[BEGIN Passage]
Novoandina – Andean cuisine’s rich cultural history

Carapulcra Andean Food

Food is integral to culture, and culture is integral to revolution. When it comes to cultural restoration for a people seeking their roots and their heritage, nothing reforms those natal bonds so powerfully as food. This is especially true in Peruvian culture, where many citizens who spent years in exile during governmental turmoil have returned to re-establish their pre-Hispanic cultural heritage and traditions in the past thirty years.

One of the most powerful symbols and agents of change to impact this reclamation process is the birth of what has been Novoandina or Novo Andean cuisine, which translated literally means “New Andean” food.

The origins of Novo Andean Food

Chile, Peru, and Bolivia all share a common heritage in much the same way as they share the vast Andes Mountains range in all three countries.

In recent years, they have broken with the colonial past and begun to establish connections with their own native pasts, preparing food and creating new dishes with the ingredients that have been used by their ancestors for centuries before the first Spanish conquistador ever set foot in South America.

In the Peruvian capital of Lima, this trend of traditional food with a contemporary twist has been popularized by locals and tourists alike. Many who have championed Novo Andean food though may be unaware of not only its singular history, but the primary driving forces that shaped and moulded Novo Andean cuisine into what it is today.

Let’s examine the social, cultural, and historical context that gave birth to novoandina, and how it has been popularized since its inception.

Pachamanca baking with hot stones in the ground

1930-1980: Militarism. Democracy, and The Great Exile

After nearly a century of independent and aristocratic rule, the Peruvian government finally collapsed into militaristic and democratic factions shortly after 1930. Precipitate by the Great Depression in the United States and Europe, Peru’s governmental decline and upheaval began amidst fighting between communist and militaristic forces, each attempting to wrest control away from each other.
[END Passage]
- **Problem 1**: Which three countries does the Novo Andean cuisine text say share a common heritage and the Andes Mountains?
- **Problem 2**: Return the part of the Novo Andean cuisine text starting at "In the Peruvian" and ending at "it is today.".
- **Problem 3**: Write the next part of the Novo Andean cuisine text, picking up after its final sentence.
The data has nothing to do with the Novo Andean cuisine text.
[BEGIN Data excerpts]
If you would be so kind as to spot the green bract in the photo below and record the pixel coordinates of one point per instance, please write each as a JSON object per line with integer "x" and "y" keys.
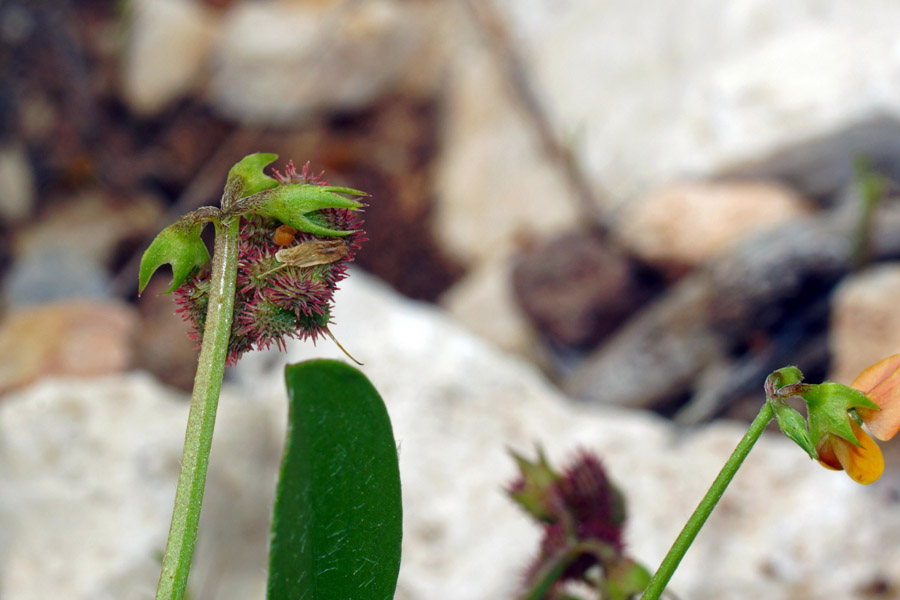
{"x": 247, "y": 176}
{"x": 537, "y": 479}
{"x": 782, "y": 377}
{"x": 292, "y": 204}
{"x": 827, "y": 405}
{"x": 179, "y": 245}
{"x": 793, "y": 425}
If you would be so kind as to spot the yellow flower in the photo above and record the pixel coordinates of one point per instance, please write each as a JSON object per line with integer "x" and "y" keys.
{"x": 864, "y": 463}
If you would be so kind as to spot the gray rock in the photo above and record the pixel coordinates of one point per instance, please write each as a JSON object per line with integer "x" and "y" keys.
{"x": 865, "y": 324}
{"x": 169, "y": 42}
{"x": 786, "y": 528}
{"x": 659, "y": 91}
{"x": 17, "y": 185}
{"x": 50, "y": 275}
{"x": 278, "y": 62}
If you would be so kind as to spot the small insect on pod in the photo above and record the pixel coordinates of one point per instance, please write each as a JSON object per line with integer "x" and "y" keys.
{"x": 284, "y": 235}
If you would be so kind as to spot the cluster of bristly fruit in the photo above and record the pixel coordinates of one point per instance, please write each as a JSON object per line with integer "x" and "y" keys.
{"x": 278, "y": 299}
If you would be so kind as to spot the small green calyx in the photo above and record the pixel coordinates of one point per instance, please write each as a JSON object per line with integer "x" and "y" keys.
{"x": 533, "y": 490}
{"x": 625, "y": 579}
{"x": 247, "y": 178}
{"x": 793, "y": 425}
{"x": 295, "y": 204}
{"x": 781, "y": 378}
{"x": 828, "y": 404}
{"x": 179, "y": 245}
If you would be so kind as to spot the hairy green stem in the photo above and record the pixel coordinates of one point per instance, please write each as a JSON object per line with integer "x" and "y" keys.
{"x": 202, "y": 418}
{"x": 662, "y": 576}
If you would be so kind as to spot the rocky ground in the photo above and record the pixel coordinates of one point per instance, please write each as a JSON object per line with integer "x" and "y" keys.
{"x": 648, "y": 207}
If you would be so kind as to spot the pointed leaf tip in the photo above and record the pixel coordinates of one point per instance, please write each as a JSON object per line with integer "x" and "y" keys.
{"x": 181, "y": 246}
{"x": 249, "y": 172}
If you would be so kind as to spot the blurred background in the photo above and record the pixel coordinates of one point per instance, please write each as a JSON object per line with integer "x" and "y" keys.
{"x": 640, "y": 208}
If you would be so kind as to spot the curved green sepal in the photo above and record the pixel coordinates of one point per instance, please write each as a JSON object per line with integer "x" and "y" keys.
{"x": 535, "y": 495}
{"x": 828, "y": 404}
{"x": 793, "y": 425}
{"x": 337, "y": 525}
{"x": 248, "y": 174}
{"x": 625, "y": 579}
{"x": 292, "y": 203}
{"x": 179, "y": 245}
{"x": 782, "y": 377}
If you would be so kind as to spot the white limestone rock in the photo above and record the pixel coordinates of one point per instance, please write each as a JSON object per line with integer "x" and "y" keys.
{"x": 657, "y": 90}
{"x": 17, "y": 183}
{"x": 865, "y": 323}
{"x": 89, "y": 470}
{"x": 279, "y": 62}
{"x": 484, "y": 302}
{"x": 494, "y": 183}
{"x": 169, "y": 43}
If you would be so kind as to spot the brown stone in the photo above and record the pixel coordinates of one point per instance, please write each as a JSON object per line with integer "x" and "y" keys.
{"x": 81, "y": 338}
{"x": 576, "y": 289}
{"x": 689, "y": 223}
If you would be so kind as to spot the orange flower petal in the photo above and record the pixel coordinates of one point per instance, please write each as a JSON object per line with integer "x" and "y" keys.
{"x": 825, "y": 450}
{"x": 881, "y": 383}
{"x": 863, "y": 464}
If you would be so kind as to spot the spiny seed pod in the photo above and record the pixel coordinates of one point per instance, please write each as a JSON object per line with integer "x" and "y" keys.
{"x": 280, "y": 299}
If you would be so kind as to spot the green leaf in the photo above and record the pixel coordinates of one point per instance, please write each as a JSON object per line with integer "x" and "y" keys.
{"x": 337, "y": 525}
{"x": 248, "y": 177}
{"x": 827, "y": 404}
{"x": 180, "y": 245}
{"x": 295, "y": 204}
{"x": 793, "y": 425}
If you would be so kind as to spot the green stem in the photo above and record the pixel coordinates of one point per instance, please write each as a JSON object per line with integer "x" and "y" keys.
{"x": 202, "y": 417}
{"x": 661, "y": 578}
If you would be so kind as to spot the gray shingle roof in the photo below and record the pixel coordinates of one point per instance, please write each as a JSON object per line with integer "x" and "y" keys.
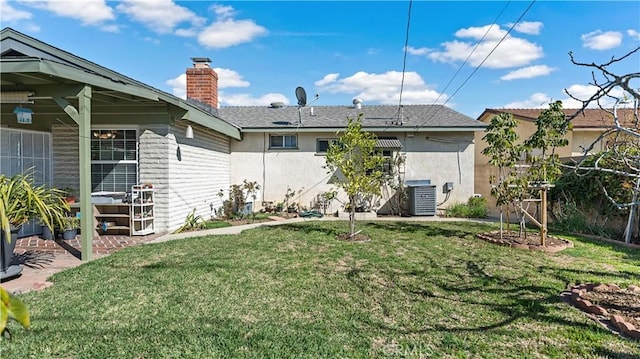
{"x": 414, "y": 117}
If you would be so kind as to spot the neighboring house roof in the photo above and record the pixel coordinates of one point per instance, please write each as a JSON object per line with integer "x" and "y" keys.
{"x": 330, "y": 118}
{"x": 591, "y": 118}
{"x": 29, "y": 63}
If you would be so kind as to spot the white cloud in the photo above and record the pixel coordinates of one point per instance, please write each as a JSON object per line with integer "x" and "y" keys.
{"x": 579, "y": 91}
{"x": 178, "y": 86}
{"x": 585, "y": 92}
{"x": 228, "y": 78}
{"x": 327, "y": 79}
{"x": 382, "y": 88}
{"x": 223, "y": 11}
{"x": 226, "y": 31}
{"x": 89, "y": 12}
{"x": 111, "y": 28}
{"x": 598, "y": 40}
{"x": 161, "y": 16}
{"x": 250, "y": 100}
{"x": 229, "y": 32}
{"x": 422, "y": 51}
{"x": 527, "y": 27}
{"x": 528, "y": 72}
{"x": 11, "y": 14}
{"x": 537, "y": 100}
{"x": 511, "y": 52}
{"x": 634, "y": 34}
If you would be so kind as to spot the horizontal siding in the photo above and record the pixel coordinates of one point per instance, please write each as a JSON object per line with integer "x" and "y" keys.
{"x": 441, "y": 157}
{"x": 153, "y": 165}
{"x": 66, "y": 157}
{"x": 198, "y": 169}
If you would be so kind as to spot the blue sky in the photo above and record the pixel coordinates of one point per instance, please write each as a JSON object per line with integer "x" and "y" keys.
{"x": 263, "y": 50}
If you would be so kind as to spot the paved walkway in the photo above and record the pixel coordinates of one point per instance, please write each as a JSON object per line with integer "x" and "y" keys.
{"x": 42, "y": 258}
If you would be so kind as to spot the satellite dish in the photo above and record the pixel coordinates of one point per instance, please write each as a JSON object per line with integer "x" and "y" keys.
{"x": 301, "y": 95}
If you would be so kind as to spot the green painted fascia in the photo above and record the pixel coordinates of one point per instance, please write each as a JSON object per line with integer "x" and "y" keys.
{"x": 206, "y": 120}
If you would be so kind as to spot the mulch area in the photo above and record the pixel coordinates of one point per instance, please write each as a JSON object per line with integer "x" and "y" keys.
{"x": 531, "y": 241}
{"x": 615, "y": 308}
{"x": 104, "y": 244}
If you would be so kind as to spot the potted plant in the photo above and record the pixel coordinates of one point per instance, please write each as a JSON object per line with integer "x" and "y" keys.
{"x": 69, "y": 195}
{"x": 70, "y": 227}
{"x": 20, "y": 201}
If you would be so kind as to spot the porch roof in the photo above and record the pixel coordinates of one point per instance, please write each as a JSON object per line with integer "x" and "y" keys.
{"x": 47, "y": 72}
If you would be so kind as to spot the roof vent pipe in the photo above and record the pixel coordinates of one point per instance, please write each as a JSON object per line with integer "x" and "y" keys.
{"x": 357, "y": 103}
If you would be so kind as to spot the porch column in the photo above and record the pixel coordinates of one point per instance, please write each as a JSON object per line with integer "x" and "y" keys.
{"x": 84, "y": 137}
{"x": 82, "y": 116}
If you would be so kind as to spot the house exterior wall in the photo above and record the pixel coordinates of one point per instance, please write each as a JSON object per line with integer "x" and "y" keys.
{"x": 185, "y": 173}
{"x": 444, "y": 157}
{"x": 582, "y": 139}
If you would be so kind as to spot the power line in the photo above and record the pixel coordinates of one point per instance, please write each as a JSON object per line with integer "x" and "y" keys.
{"x": 404, "y": 60}
{"x": 481, "y": 63}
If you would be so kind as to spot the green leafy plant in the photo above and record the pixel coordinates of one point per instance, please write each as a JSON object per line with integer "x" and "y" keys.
{"x": 355, "y": 158}
{"x": 21, "y": 200}
{"x": 238, "y": 196}
{"x": 550, "y": 134}
{"x": 70, "y": 223}
{"x": 191, "y": 223}
{"x": 12, "y": 308}
{"x": 504, "y": 152}
{"x": 476, "y": 207}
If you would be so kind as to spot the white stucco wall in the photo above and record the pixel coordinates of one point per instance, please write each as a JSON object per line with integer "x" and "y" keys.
{"x": 444, "y": 157}
{"x": 187, "y": 173}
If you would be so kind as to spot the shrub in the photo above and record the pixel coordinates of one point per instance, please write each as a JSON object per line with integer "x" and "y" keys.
{"x": 569, "y": 218}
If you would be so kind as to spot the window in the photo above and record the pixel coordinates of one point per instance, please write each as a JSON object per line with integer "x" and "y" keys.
{"x": 283, "y": 141}
{"x": 322, "y": 144}
{"x": 114, "y": 160}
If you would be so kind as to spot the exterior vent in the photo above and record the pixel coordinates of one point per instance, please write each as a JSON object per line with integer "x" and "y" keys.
{"x": 422, "y": 198}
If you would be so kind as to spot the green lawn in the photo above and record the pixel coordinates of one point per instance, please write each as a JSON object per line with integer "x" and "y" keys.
{"x": 428, "y": 289}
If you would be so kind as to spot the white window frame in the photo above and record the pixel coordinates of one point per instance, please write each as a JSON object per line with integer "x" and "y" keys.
{"x": 284, "y": 141}
{"x": 328, "y": 140}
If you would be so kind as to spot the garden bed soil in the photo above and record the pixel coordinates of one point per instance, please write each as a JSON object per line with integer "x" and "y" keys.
{"x": 615, "y": 308}
{"x": 530, "y": 241}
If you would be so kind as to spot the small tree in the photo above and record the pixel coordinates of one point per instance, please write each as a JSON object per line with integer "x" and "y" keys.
{"x": 550, "y": 134}
{"x": 503, "y": 152}
{"x": 354, "y": 156}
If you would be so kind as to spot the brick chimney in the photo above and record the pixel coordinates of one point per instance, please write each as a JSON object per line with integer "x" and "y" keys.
{"x": 202, "y": 82}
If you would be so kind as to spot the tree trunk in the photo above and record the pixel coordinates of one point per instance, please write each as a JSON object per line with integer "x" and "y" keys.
{"x": 352, "y": 216}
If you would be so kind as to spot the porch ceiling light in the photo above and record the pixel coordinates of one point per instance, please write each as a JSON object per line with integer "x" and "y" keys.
{"x": 15, "y": 96}
{"x": 23, "y": 114}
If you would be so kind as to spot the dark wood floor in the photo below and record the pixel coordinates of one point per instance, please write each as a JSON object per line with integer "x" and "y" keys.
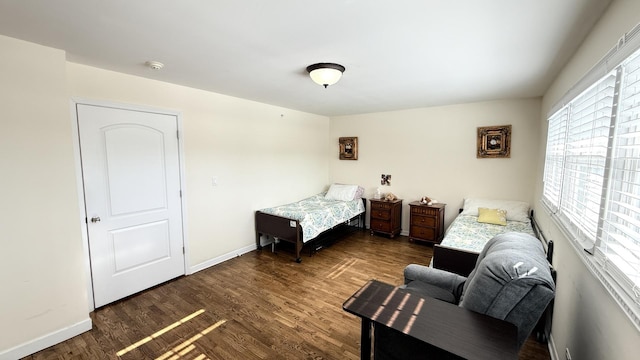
[END Data excerpts]
- **Written answer 1**: Chile, Peru, and Bolivia.

- **Written answer 2**:
In the Peruvian capital of Lima, this trend of traditional food with a contemporary twist has been popularized by locals and tourists alike. Many who have championed Novo Andean food though may be unaware of not only its singular history, but the primary driving forces that shaped and moulded Novo Andean cuisine into what it is today.

- **Written answer 3**:
Guerilla warfare, mass executions, and numerous coupe d’etat attempts followed in the ensuing decades, with the people of Peru suffering greatly from the turmoil and upheaval.

A broken nation has little nationalistic spirit, and many with the resources or influence to flee left for the United States and Europe. This diaspora accelerated abruptly in 1968, when General Juan Velasco-Alvarado overthrew Peru’s democratically elected president, Fernando Belaúnde Terry.

The years of harsh military rule that followed saw struggle and hardship for the people of Peru, and many in exile during this time began to yearn for home.

That long-awaited day finally came in 1980, when Belaúnde was re-elected to office and recalled from exile. It was during this time of tremendous hope and change that Novo Andean cuisine was born.

The 1980s: End of Exile and The Rise of Novoandina

Bernardo Roca Rey
Bernardo Roca Rey

When Belaúnde was re-elected to office, he immediately restored ownership of the press to private citizens. With the Fourth Estate free to operate, they began to become the chief restorers of Peruvian culture and society throughout the 1980s. It is through this unlikely source that Novandina would receive its first champion: Bernardo Roca Rey.

Hailing from the influential journalistic family Miro Quesada, Roca Rey began writing under a pseudonym for a character he created in a column dubbed “Fin de Semana”, or The Weekend.

This colorful journalist, whom Roca Rey referred to only as El Comensal (“The Diner”), wrote glowing culinary reports of the food and drink being created from traditional Andean ingredients with European techniques and ideas that had returned with the many exiles after the ouster of General Bermudez by Belaúnde.

To give a little background to Roca Rey’s inspriation for his column, it is neccesary to understand the turmoil in the highlands during this time. Despite the many liberties and freedoms restored to the people of Peru and their first democratic election in decades, there were two guerrilla groups in the Andes mountains who refused to lay down arms and recognize the democratically elected government.

Because of the violence and terrorism plaguing their mountain homes, many Peruanos living in the high mountains fled to the urban ‘lowlands’ of Cuzco and Lima. With them, they brought the centuries-old pre-Hispanic recipes and ingredients that would become the basis for Novo Andean cuisine.

When Roca Rey went out to dine as “El Comensal”, he would often eat in traditional communal kitchens with the newly relocated highland refugees, and he developed both a love and passion for the traditional fare they served.

Through these many meals and conversations with the native Quechan-speaking mountain dwellers, Roca Rey would learn what ingredients were best and how to prepare the rich, delightful Andean cuisine for himself.

It was not until 1986, however, that Novo Andean cuisine would burst forth onto the world stage.

1986: The Lake Huacachina Challenge

Roca Rey, in his persona of “El Comensal” was summoned to Lake Huacachina, Peru to serve as a judge for the Gastronomical Association of Peru (AGAPE). The chefs at the lake were all preparing and serving “traditional” Peruvian cuisine, prepared to be tasted and judged by journalists and other master chefs.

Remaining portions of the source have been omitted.